____ 対象本文

個人の健康に影響を与える社会的な背景や環境(家族、住居、所得、雇用、教育、余暇、人間関係、社会的支援、地域、国、文化、経済、保健医療制度、戦争・紛争、社会歴史的要素、メディアなど)は、「健康の社会的決定要因(Social Determinants of Health; SDH)」と呼ばれている。SDHが健康格差をより大きなものにする場合がある。
SDHについての理解を進め、必要な行動を促すことが世界的にも進められているが、まだまだ成果は不十分で課題が多い。
家庭医・総合診療専門医の専門学会である日本プライマリ・ケア連合学会は、2018年から『健康格差に対する見解と行動指針』を発表している(2022年改定)。この行動指針が周知され、今後の具体的なプロジェクトが発展し成果が出ることを期待したい。
究極の形と言える「リーガル・クリニック」
カナダのブリティッシュ・コロンビア大学の家庭医療専門研修プログラムでかつて私と同期生だった親友のビルは、現在はオンタリオ州トロントで家庭医をしている。彼のクリニックは、カナダでも数少ない「リーガル・クリニック」を併設していることが特徴だ。

________

■ 課題の指示: 健康の社会的決定要因に関する本文から、「SDHについての理解を進め、」を含む語句で始まり「成果が出ることを期待したい。」で終わる箇所を、一字も変えずに書き写してください。

____ 表示エントリ

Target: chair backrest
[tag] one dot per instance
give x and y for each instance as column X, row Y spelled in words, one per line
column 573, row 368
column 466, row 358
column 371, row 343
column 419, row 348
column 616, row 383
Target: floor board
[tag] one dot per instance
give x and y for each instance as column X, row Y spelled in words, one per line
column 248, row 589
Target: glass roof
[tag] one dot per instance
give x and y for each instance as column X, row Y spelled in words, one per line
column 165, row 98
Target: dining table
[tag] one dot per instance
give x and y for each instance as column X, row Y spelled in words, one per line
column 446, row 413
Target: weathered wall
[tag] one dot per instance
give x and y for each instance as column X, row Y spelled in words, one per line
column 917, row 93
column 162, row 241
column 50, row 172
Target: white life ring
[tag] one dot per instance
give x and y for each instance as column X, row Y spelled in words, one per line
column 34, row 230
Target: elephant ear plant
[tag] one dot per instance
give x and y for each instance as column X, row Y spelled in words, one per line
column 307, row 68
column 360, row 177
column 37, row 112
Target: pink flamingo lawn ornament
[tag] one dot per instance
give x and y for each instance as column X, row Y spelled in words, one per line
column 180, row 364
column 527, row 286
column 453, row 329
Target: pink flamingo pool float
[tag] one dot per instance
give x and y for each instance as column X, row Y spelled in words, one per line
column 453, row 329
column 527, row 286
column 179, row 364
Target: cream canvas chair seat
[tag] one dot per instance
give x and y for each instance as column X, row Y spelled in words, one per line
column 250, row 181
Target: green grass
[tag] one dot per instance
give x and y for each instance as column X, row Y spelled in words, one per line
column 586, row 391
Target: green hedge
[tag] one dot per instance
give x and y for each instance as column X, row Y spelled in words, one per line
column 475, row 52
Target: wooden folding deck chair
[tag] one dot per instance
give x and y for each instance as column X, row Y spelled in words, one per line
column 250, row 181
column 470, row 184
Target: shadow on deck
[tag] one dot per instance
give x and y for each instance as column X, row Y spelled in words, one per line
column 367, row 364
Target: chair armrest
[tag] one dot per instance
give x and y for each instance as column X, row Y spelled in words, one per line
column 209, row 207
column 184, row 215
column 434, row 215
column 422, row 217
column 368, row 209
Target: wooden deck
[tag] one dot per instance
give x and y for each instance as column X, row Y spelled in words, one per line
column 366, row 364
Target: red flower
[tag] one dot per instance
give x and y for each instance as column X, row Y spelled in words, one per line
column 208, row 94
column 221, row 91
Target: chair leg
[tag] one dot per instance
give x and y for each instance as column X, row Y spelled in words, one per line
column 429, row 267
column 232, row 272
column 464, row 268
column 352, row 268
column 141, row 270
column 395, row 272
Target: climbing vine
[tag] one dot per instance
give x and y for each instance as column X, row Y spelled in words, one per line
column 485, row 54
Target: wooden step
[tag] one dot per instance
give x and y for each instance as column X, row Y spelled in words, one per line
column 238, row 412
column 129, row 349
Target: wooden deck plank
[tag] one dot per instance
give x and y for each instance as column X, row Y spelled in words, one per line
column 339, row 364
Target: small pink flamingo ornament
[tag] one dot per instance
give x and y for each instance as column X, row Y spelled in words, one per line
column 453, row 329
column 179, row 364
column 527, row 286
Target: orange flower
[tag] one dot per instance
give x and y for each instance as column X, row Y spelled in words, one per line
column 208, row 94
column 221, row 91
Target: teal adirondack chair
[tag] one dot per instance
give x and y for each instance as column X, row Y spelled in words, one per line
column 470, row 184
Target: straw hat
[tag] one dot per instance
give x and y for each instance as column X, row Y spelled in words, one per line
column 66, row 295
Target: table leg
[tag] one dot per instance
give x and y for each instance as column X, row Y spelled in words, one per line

________

■ 演習結果:
SDHについての理解を進め、必要な行動を促すことが世界的にも進められているが、まだまだ成果は不十分で課題が多い。
家庭医・総合診療専門医の専門学会である日本プライマリ・ケア連合学会は、2018年から『健康格差に対する見解と行動指針』を発表している(2022年改定)。この行動指針が周知され、今後の具体的なプロジェクトが発展し成果が出ることを期待したい。